Paula Sibilia Universidade Federal Fluminense

Na última década, a veloz popularização dos aparelhos móveis de acesso às redes digitais de informação e comunicação, parece estar colocando em xeque uma das pilastras da sociedade ocidental: o sistema escolar. Não há consenso sobre o que se deve fazer: resistir, permitir, integrar? Em meio a tanta perplexidade, o mais comum ainda é proibir os alunos de entrarem nos colégios com suas próprias câmeras, celulares, computadores ou tablets. Ou, pelo menos, procura-se evitar seu uso nas salas de aula, mediante uma balbuciante promulgação de decretos e normas. Ou, então, sua utilização é dosada em cada caso por meio de negociações internas mais ou menos enfáticas. Ou ainda, o que é cada vez mais habitual em virtude do conflito crescente: fiscaliza-se esse uso pedagogicamente através de programas oficiais de informatização das aulas. Vale a pena, porém, observar com mais cuidado essas peripécias, para poder desatar alguns nós e avançar rumo a novas indagações, que permitam visualizar melhor o que está ocorrendo.

- EXERCÍCIO ESCRITO
Reproduza integralmente o trecho sobre a escola diante dos aparelhos móveis, sem qualquer alteração. As linhas não desempenham papel algum nesta tarefa.

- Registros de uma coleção
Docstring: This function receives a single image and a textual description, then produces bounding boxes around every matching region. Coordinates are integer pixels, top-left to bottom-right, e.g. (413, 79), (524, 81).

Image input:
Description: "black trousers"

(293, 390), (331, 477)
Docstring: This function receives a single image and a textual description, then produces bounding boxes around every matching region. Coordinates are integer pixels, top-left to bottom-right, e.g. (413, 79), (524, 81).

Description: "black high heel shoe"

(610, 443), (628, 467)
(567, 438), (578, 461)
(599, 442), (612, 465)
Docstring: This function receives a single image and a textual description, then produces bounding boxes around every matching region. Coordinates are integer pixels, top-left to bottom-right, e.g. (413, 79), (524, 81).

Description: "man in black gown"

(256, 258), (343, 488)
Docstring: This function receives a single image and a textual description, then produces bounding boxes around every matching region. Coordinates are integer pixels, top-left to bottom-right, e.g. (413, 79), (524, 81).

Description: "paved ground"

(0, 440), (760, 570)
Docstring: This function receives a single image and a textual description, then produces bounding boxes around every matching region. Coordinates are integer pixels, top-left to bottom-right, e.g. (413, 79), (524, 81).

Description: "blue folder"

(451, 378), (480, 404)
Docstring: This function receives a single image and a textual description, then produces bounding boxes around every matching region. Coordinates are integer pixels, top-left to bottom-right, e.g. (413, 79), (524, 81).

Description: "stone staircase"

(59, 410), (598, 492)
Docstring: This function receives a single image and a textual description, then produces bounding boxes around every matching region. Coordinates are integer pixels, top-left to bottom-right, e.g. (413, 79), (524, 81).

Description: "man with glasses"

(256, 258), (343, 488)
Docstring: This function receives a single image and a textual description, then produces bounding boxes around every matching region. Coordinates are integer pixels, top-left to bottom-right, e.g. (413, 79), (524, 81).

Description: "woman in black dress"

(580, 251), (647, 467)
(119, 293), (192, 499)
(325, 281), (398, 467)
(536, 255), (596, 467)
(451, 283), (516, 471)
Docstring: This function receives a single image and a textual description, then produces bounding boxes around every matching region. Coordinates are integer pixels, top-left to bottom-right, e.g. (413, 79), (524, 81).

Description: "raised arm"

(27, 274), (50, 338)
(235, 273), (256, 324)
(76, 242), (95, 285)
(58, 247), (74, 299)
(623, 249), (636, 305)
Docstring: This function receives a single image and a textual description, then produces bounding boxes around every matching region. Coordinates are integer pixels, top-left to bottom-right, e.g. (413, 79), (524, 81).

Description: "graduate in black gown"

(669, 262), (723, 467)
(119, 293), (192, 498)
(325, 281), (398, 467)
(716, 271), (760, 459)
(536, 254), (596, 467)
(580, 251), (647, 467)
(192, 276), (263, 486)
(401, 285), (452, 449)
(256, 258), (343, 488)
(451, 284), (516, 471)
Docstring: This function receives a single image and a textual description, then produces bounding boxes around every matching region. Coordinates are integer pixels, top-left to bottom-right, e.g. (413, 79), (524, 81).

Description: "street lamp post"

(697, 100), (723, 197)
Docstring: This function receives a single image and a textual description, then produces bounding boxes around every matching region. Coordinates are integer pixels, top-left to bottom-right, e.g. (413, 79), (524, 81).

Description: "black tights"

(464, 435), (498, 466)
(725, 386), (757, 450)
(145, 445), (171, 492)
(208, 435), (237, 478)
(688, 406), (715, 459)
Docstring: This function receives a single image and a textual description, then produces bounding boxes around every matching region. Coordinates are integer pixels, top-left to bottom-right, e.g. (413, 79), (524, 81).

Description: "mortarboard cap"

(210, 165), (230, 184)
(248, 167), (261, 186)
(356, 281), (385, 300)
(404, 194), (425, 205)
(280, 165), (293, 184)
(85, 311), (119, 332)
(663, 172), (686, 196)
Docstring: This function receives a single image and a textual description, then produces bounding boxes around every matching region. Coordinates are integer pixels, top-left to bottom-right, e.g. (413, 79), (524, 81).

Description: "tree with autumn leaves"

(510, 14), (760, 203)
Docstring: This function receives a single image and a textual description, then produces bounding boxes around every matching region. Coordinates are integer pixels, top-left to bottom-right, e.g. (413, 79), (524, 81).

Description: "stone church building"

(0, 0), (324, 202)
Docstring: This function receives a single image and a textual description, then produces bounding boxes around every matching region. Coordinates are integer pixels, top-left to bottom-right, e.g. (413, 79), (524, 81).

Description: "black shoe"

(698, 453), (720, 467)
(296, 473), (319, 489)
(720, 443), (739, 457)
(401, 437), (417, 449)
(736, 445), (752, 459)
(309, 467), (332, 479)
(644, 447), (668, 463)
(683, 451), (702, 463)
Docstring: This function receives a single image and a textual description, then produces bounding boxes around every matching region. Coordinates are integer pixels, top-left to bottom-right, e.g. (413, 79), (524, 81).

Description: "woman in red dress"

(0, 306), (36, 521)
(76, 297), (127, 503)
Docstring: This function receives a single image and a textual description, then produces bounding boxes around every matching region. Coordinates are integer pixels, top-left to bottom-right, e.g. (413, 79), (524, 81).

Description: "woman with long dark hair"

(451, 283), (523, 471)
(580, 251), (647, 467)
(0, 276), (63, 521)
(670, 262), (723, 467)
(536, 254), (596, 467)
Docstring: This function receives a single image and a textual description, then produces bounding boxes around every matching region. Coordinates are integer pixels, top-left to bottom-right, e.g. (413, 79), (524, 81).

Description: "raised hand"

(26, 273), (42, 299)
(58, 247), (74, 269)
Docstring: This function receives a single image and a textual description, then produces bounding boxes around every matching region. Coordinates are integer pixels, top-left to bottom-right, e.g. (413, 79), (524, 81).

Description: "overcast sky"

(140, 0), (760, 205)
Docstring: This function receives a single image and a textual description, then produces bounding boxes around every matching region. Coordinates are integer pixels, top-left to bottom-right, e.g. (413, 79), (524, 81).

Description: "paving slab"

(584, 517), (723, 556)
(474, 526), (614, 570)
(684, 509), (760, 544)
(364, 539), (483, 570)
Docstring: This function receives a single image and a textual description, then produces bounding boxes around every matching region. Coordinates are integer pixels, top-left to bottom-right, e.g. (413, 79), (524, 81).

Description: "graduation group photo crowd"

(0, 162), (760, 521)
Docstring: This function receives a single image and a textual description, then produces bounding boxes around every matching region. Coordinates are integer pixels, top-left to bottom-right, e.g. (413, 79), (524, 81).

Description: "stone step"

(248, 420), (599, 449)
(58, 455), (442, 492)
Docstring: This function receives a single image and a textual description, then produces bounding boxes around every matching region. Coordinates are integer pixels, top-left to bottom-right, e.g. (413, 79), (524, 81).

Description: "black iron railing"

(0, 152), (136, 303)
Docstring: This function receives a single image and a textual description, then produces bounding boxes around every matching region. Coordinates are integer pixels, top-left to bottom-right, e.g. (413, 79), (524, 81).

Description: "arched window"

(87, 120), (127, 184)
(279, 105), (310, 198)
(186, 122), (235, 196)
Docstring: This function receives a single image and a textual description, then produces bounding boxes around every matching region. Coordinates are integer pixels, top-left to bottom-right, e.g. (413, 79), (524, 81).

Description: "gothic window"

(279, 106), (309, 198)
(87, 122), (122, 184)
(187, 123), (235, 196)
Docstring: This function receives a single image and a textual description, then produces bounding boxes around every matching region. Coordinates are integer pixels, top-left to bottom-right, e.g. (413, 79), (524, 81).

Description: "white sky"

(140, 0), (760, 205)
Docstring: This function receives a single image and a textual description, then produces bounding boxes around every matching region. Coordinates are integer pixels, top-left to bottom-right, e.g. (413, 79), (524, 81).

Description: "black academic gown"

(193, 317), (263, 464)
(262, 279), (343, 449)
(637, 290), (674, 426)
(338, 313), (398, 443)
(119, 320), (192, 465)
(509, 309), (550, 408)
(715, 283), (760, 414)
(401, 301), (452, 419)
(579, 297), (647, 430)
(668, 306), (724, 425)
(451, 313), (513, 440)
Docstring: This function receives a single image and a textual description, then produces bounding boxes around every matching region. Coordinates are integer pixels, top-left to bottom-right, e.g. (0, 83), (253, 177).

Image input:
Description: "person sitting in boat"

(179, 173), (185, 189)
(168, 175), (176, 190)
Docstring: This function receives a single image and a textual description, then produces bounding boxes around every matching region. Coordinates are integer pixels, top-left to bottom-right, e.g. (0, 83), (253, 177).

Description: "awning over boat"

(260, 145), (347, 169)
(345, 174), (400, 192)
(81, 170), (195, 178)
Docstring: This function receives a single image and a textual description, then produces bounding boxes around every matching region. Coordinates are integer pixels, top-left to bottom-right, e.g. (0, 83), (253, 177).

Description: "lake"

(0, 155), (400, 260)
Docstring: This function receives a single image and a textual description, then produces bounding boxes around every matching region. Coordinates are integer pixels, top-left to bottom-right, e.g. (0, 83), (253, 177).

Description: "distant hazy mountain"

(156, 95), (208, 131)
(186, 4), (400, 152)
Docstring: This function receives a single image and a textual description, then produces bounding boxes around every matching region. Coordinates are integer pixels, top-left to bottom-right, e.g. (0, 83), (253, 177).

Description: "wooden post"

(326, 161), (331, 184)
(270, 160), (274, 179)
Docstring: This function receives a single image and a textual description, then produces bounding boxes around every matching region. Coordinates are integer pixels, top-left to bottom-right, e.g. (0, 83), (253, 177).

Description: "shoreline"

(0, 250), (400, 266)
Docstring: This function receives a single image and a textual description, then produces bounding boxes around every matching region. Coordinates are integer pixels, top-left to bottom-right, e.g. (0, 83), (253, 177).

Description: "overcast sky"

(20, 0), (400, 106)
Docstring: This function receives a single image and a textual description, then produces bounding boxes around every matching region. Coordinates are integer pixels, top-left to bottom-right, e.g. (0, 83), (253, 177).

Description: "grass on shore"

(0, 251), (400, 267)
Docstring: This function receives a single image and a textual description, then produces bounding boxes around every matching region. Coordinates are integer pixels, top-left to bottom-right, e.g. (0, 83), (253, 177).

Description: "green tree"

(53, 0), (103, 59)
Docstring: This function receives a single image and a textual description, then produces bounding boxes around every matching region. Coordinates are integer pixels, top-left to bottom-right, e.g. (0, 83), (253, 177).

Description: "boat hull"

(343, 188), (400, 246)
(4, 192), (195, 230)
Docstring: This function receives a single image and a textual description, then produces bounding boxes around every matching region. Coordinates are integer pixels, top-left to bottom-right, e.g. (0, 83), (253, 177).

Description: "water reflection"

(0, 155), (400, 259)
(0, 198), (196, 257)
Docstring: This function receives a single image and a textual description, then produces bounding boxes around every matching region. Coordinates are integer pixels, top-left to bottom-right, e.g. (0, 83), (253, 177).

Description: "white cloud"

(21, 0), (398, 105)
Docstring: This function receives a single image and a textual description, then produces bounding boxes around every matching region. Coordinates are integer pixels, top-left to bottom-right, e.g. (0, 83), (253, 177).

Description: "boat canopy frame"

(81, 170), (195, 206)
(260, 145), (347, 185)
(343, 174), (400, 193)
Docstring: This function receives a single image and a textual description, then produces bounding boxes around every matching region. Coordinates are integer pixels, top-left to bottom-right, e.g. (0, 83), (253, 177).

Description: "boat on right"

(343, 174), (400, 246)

- RESULTADO DO EXERCÍCIO
Paula Sibilia Universidade Federal Fluminense

Na última década, a veloz popularização dos aparelhos móveis de acesso às redes digitais de informação e comunicação, parece estar colocando em xeque uma das pilastras da sociedade ocidental: o sistema escolar. Não há consenso sobre o que se deve fazer: resistir, permitir, integrar? Em meio a tanta perplexidade, o mais comum ainda é proibir os alunos de entrarem nos colégios com suas próprias câmeras, celulares, computadores ou tablets. Ou, pelo menos, procura-se evitar seu uso nas salas de aula, mediante uma balbuciante promulgação de decretos e normas. Ou, então, sua utilização é dosada em cada caso por meio de negociações internas mais ou menos enfáticas. Ou ainda, o que é cada vez mais habitual em virtude do conflito crescente: fiscaliza-se esse uso pedagogicamente através de programas oficiais de informatização das aulas. Vale a pena, porém, observar com mais cuidado essas peripécias, para poder desatar alguns nós e avançar rumo a novas indagações, que permitam visualizar melhor o que está ocorrendo.